• _What you need to do_
Could you retype, exactly as written, every line from the top of the records through the line that contains "Please mark the green leaf, one"?

• _Source material_
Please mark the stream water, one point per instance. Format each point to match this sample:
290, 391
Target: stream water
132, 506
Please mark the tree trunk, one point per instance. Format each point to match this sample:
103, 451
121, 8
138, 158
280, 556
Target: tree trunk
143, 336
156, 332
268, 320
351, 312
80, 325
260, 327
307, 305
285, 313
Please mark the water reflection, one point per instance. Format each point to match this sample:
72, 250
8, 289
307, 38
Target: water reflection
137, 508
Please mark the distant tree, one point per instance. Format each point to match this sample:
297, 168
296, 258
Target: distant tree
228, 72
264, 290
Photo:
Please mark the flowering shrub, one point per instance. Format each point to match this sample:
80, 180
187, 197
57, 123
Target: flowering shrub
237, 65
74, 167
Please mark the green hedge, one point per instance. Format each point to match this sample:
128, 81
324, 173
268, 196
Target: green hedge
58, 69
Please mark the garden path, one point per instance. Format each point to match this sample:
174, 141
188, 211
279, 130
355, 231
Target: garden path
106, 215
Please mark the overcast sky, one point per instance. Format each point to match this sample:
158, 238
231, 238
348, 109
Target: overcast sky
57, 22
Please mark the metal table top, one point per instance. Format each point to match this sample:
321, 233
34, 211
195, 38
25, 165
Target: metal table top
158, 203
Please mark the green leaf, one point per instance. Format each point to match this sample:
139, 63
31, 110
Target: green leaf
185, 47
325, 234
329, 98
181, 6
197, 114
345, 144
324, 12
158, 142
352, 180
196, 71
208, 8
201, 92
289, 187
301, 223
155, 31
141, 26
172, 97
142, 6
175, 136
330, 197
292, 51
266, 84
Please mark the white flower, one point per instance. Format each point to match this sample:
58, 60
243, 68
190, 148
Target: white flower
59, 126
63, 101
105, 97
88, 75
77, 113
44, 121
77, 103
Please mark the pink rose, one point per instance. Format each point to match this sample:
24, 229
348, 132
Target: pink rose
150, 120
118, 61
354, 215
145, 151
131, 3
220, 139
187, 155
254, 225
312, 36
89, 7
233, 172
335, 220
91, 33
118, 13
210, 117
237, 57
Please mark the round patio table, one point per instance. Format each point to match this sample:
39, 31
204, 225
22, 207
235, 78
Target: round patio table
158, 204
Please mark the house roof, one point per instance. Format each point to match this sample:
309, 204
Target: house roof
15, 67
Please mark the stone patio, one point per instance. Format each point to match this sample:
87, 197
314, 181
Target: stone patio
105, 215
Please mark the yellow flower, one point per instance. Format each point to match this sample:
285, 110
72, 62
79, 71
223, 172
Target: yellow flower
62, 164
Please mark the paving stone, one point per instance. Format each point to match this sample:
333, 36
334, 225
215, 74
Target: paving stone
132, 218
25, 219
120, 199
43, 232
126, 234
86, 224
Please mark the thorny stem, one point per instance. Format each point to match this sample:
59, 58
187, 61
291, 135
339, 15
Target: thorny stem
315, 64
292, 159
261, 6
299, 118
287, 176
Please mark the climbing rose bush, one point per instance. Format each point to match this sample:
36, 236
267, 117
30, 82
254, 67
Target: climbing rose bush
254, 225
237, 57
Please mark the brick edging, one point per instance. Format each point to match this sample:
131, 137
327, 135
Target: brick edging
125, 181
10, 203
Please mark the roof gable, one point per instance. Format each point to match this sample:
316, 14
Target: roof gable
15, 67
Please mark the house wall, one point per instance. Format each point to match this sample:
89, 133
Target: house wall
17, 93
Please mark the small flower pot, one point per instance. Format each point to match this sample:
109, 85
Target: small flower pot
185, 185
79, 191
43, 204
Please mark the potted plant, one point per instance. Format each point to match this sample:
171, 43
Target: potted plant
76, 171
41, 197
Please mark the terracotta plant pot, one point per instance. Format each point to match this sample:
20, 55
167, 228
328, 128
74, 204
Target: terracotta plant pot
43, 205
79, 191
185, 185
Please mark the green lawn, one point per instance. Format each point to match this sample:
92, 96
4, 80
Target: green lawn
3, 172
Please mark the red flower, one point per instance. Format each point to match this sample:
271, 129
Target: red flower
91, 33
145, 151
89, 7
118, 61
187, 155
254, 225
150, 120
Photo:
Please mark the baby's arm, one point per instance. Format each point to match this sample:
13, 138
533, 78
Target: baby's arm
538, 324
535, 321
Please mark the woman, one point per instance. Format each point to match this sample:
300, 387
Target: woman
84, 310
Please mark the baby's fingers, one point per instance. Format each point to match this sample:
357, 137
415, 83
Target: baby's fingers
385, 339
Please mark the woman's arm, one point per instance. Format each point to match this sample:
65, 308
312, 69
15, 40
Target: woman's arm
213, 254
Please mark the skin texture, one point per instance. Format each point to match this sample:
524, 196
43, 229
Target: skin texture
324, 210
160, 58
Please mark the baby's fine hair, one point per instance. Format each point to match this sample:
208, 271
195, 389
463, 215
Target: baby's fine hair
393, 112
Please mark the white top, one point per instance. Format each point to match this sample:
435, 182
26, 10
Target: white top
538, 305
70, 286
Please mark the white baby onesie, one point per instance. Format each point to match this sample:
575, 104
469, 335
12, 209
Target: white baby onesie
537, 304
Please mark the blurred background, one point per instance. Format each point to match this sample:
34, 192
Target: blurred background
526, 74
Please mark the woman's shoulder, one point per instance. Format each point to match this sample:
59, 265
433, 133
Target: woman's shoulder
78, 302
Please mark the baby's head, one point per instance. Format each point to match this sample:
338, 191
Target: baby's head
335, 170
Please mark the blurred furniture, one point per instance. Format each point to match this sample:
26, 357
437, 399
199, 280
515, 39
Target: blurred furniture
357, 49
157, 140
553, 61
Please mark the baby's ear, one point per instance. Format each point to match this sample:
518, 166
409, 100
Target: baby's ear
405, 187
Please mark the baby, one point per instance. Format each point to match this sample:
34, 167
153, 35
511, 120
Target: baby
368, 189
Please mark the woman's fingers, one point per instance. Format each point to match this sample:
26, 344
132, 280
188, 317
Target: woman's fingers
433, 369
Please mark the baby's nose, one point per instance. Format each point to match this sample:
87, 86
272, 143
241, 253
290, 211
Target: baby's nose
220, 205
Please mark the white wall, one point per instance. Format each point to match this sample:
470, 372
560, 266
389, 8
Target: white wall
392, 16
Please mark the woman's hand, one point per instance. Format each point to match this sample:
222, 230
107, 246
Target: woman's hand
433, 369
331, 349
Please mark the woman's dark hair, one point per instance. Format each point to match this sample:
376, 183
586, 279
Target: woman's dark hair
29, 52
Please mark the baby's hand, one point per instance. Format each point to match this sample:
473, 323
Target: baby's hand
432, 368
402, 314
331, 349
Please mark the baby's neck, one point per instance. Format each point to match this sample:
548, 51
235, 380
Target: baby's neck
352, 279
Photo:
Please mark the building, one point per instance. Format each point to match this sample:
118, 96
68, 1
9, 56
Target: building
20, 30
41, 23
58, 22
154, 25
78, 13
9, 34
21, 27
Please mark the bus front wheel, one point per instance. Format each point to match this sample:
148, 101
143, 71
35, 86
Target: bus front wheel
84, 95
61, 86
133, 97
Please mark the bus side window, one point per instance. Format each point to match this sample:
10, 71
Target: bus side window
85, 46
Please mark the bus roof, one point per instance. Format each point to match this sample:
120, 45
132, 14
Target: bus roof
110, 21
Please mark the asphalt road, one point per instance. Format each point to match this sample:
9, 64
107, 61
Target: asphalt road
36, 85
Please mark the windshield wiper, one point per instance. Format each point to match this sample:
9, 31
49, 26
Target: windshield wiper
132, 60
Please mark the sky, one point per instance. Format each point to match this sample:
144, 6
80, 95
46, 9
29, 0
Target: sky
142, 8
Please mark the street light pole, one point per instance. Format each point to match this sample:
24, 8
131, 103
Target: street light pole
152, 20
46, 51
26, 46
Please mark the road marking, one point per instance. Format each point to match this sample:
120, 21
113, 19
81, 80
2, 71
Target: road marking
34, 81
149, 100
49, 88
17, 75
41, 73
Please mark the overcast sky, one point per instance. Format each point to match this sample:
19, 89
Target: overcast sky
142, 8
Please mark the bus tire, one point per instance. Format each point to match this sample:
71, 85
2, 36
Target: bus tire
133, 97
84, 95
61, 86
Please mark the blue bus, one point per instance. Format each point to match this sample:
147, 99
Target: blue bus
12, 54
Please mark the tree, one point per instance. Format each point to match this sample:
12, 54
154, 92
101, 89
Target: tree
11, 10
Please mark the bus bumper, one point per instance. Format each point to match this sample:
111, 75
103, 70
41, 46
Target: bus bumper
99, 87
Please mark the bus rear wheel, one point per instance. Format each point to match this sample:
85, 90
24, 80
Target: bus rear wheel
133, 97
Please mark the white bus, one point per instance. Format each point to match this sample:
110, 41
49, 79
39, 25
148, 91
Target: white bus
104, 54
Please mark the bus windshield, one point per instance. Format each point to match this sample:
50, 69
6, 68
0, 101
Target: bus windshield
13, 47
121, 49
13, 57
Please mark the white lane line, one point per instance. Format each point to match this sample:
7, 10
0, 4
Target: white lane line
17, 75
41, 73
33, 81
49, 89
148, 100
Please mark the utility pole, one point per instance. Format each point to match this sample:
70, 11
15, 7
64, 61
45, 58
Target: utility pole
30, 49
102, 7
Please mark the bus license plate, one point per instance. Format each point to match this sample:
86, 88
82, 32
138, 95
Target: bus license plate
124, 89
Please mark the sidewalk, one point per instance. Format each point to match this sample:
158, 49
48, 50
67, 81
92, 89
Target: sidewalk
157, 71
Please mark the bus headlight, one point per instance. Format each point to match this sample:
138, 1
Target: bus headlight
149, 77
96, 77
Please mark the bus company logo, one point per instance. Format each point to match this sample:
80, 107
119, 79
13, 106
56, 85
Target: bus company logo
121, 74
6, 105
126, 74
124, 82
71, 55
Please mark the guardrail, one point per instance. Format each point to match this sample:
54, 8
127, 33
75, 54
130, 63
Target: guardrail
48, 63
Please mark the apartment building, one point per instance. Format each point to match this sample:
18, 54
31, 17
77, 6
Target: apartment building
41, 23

• _Answer to the exercise_
Please mark the stream water, one point per instance. Format each point to match this sample:
290, 391
Target: stream water
132, 506
Please mark the tree trunk, one point per instance. Format each point to match this sample:
103, 451
121, 8
138, 158
280, 556
Target: tree trunk
143, 336
156, 332
268, 320
351, 312
80, 325
260, 327
307, 305
285, 313
Please mark the water reflection, one point per instance. Format each point to match this sample:
72, 250
8, 289
307, 38
Target: water reflection
137, 508
Please mark the distant tree, one point per instance. Format each point to match this sample:
297, 168
296, 258
Target: distant tree
228, 72
264, 290
Photo:
Please mark the flowering shrub, one point per instance. Format each point to match this sample:
80, 180
187, 197
57, 123
Target: flowering shrub
237, 65
74, 167
Please mark the green hedge, one point per instance. Format each point to match this sample:
128, 81
324, 173
268, 196
Target: green hedge
58, 69
Please mark the garden path, one point per instance. Format each point to match this sample:
174, 141
188, 211
279, 130
355, 231
Target: garden path
106, 215
Please mark the overcast sky, one point per instance. Format each point to match this sample:
158, 238
231, 238
348, 109
Target: overcast sky
57, 22
Please mark the metal table top, one point per instance. Format each point to match this sample:
321, 233
34, 211
195, 38
25, 165
Target: metal table top
158, 203
Please mark the green leaf, one point per instance. Format each point to match this sample:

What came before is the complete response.